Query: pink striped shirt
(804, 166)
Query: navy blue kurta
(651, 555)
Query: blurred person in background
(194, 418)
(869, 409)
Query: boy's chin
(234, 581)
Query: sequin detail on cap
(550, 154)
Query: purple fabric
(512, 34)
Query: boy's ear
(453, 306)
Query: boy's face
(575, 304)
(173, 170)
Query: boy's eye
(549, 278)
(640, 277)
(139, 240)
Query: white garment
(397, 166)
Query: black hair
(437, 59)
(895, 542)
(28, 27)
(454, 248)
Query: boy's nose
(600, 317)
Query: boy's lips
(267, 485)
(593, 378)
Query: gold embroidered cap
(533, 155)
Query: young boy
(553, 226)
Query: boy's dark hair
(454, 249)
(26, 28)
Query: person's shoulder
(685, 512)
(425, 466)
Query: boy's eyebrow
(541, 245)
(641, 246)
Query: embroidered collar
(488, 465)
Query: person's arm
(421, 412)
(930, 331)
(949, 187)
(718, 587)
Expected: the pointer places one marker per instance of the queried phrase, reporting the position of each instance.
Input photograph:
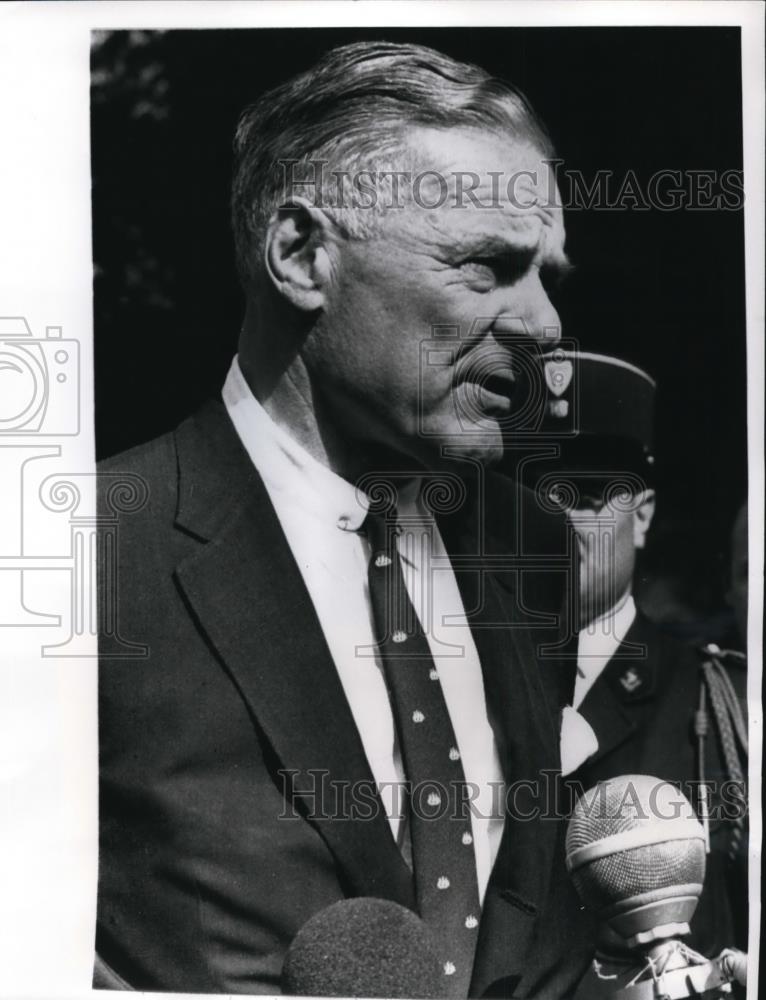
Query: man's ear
(297, 253)
(642, 518)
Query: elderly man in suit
(310, 577)
(642, 702)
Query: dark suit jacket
(642, 708)
(214, 848)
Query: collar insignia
(631, 681)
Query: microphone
(636, 854)
(363, 947)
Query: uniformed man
(642, 702)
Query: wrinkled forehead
(471, 183)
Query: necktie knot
(381, 529)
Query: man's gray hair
(352, 112)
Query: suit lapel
(249, 599)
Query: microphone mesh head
(622, 806)
(364, 947)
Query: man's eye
(494, 270)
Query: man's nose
(531, 312)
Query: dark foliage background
(663, 289)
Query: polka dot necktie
(442, 843)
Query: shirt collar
(602, 637)
(285, 466)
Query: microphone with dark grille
(363, 947)
(636, 854)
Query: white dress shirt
(596, 645)
(321, 515)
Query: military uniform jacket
(641, 708)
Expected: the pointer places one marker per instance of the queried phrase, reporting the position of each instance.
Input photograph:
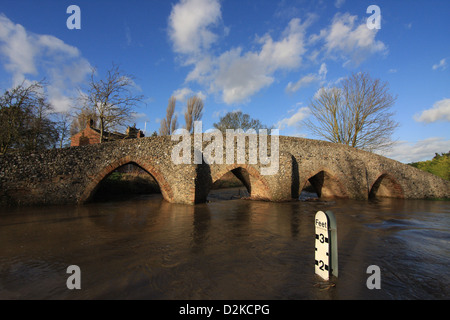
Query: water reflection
(147, 248)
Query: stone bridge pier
(72, 175)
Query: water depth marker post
(326, 262)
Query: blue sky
(265, 58)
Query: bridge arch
(256, 184)
(386, 186)
(146, 165)
(326, 184)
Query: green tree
(25, 122)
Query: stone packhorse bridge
(72, 175)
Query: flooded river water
(147, 248)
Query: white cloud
(26, 54)
(439, 112)
(308, 79)
(441, 65)
(351, 41)
(294, 120)
(408, 152)
(184, 93)
(189, 22)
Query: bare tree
(194, 112)
(111, 99)
(356, 113)
(169, 124)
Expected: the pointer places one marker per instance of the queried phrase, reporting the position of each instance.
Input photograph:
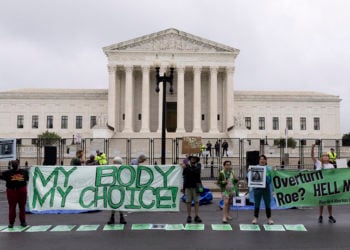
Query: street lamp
(164, 79)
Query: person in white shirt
(323, 163)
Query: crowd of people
(16, 183)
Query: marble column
(180, 128)
(128, 124)
(112, 70)
(229, 98)
(213, 96)
(145, 122)
(197, 113)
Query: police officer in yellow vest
(101, 158)
(332, 157)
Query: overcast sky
(284, 44)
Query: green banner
(312, 188)
(110, 187)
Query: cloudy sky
(284, 44)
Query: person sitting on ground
(117, 161)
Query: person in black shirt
(192, 177)
(16, 184)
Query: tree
(48, 138)
(346, 139)
(281, 143)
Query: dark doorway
(171, 116)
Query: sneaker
(270, 222)
(320, 219)
(111, 221)
(122, 220)
(197, 219)
(331, 219)
(255, 221)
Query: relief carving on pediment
(172, 42)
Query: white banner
(123, 188)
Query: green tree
(48, 138)
(281, 143)
(346, 139)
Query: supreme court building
(204, 101)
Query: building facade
(204, 101)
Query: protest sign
(312, 188)
(123, 188)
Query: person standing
(263, 193)
(321, 164)
(192, 178)
(117, 161)
(101, 158)
(332, 157)
(227, 182)
(217, 148)
(224, 148)
(16, 191)
(79, 158)
(209, 148)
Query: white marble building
(204, 101)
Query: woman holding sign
(323, 163)
(263, 193)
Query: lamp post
(164, 79)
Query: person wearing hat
(192, 177)
(16, 190)
(117, 161)
(332, 157)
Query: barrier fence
(242, 152)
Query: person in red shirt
(16, 190)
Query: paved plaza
(294, 229)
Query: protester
(227, 182)
(321, 164)
(192, 178)
(79, 158)
(16, 184)
(101, 158)
(118, 161)
(263, 193)
(91, 161)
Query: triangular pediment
(170, 40)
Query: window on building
(302, 123)
(49, 121)
(261, 123)
(20, 121)
(275, 123)
(79, 122)
(289, 123)
(35, 121)
(317, 123)
(248, 122)
(64, 122)
(93, 121)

══════

**Written request**:
Copy each line in full and exactly, omitting any picture.

**Task answer**:
Query: pink striped shirt
(804, 166)
Query: navy blue kurta
(651, 555)
Query: blurred person in background
(194, 418)
(869, 409)
Query: boy's chin
(234, 581)
Query: sequin detail on cap
(550, 154)
Query: purple fabric
(512, 34)
Query: boy's ear
(453, 306)
Query: boy's face
(575, 304)
(173, 170)
Query: boy's eye
(549, 278)
(640, 277)
(139, 240)
Query: white garment
(397, 166)
Query: black hair
(437, 59)
(895, 542)
(28, 27)
(454, 248)
Query: boy's nose
(600, 317)
Query: boy's lips
(267, 485)
(593, 378)
Query: gold embroidered cap
(533, 155)
Query: young boy
(553, 226)
Query: boy's dark hair
(454, 249)
(26, 28)
Query: person's shoulder
(685, 512)
(425, 466)
Query: boy's eyebrow
(541, 245)
(641, 246)
Query: embroidered collar
(488, 465)
Query: person's arm
(421, 412)
(930, 331)
(949, 187)
(718, 587)
Expected: the pointer places one marker per instance of the queried phrase, reporting the position of each instance.
Input photograph:
Query: man's ear
(297, 253)
(642, 518)
Query: elderly man in suit
(310, 577)
(642, 702)
Query: dark suit jacket
(642, 708)
(214, 848)
Query: collar insignia
(631, 681)
Query: microphone
(636, 854)
(363, 947)
Query: uniformed man
(642, 702)
Query: wrinkled forehead
(471, 183)
Query: necktie knot
(381, 529)
Query: man's gray hair
(352, 112)
Query: suit lapel
(249, 599)
Query: microphone mesh head
(622, 806)
(364, 947)
Query: man's eye
(494, 270)
Query: man's nose
(531, 312)
Query: dark foliage background
(663, 289)
Query: polka dot necktie
(442, 843)
Query: shirt collar
(602, 637)
(285, 466)
Query: microphone with dark grille
(363, 947)
(636, 854)
Query: white dress shirt
(596, 645)
(321, 515)
Query: military uniform jacket
(641, 708)
Expected: the pointer places one marker per instance of the queried phrase, reporting the position of each instance.
Input photograph:
Query: water reflection
(147, 248)
Query: stone bridge pier
(72, 175)
Query: water depth marker post
(326, 262)
Query: blue sky
(265, 58)
Query: bridge arch
(256, 184)
(386, 186)
(146, 165)
(326, 184)
Query: green tree
(25, 122)
Query: stone packhorse bridge
(72, 175)
Query: flooded river water
(147, 248)
Query: white cloud
(26, 54)
(439, 112)
(308, 79)
(441, 65)
(351, 41)
(294, 120)
(408, 152)
(184, 93)
(189, 22)
Query: bare tree
(194, 112)
(111, 99)
(356, 113)
(169, 124)
Expected: the pointer places one marker per instance of the queried phrase, reporting the position of each instance.
Input photograph:
Query: street lamp
(164, 79)
Query: person in white shirt
(323, 163)
Query: crowd of people
(16, 183)
Query: marble column
(180, 128)
(128, 124)
(112, 70)
(229, 98)
(213, 96)
(145, 122)
(197, 113)
Query: police officer in yellow vest
(101, 158)
(332, 157)
Query: overcast sky
(284, 44)
Query: green banner
(312, 188)
(110, 187)
Query: cloudy sky
(284, 44)
Query: person sitting on ground
(117, 161)
Query: person in black shirt
(192, 177)
(16, 184)
Query: tree
(48, 138)
(346, 139)
(281, 143)
Query: dark doorway
(171, 116)
Query: sneaker
(270, 222)
(320, 219)
(111, 221)
(122, 220)
(197, 219)
(331, 219)
(255, 221)
Query: relief carving on pediment
(172, 42)
Query: white banner
(123, 188)
Query: green tree
(48, 138)
(281, 143)
(346, 139)
Query: supreme court building
(204, 101)
Query: building facade
(204, 101)
Query: protest sign
(312, 188)
(123, 188)
Query: person standing
(263, 193)
(321, 164)
(192, 178)
(117, 161)
(101, 158)
(332, 157)
(227, 182)
(217, 148)
(224, 148)
(16, 191)
(79, 158)
(209, 148)
Query: white marble building
(204, 101)
Query: woman holding sign
(323, 163)
(263, 193)
Query: lamp post
(164, 79)
Query: person wearing hat
(192, 177)
(16, 190)
(117, 161)
(332, 157)
Query: barrier fence
(242, 152)
Query: person in red shirt
(16, 190)
Query: paved plaza
(294, 229)
Query: protester
(227, 182)
(321, 164)
(192, 178)
(79, 158)
(16, 184)
(101, 158)
(118, 161)
(263, 193)
(91, 161)
Query: triangular pediment
(170, 40)
Query: window on building
(302, 123)
(49, 121)
(261, 123)
(20, 121)
(275, 123)
(79, 122)
(289, 123)
(35, 121)
(317, 123)
(248, 122)
(64, 122)
(93, 121)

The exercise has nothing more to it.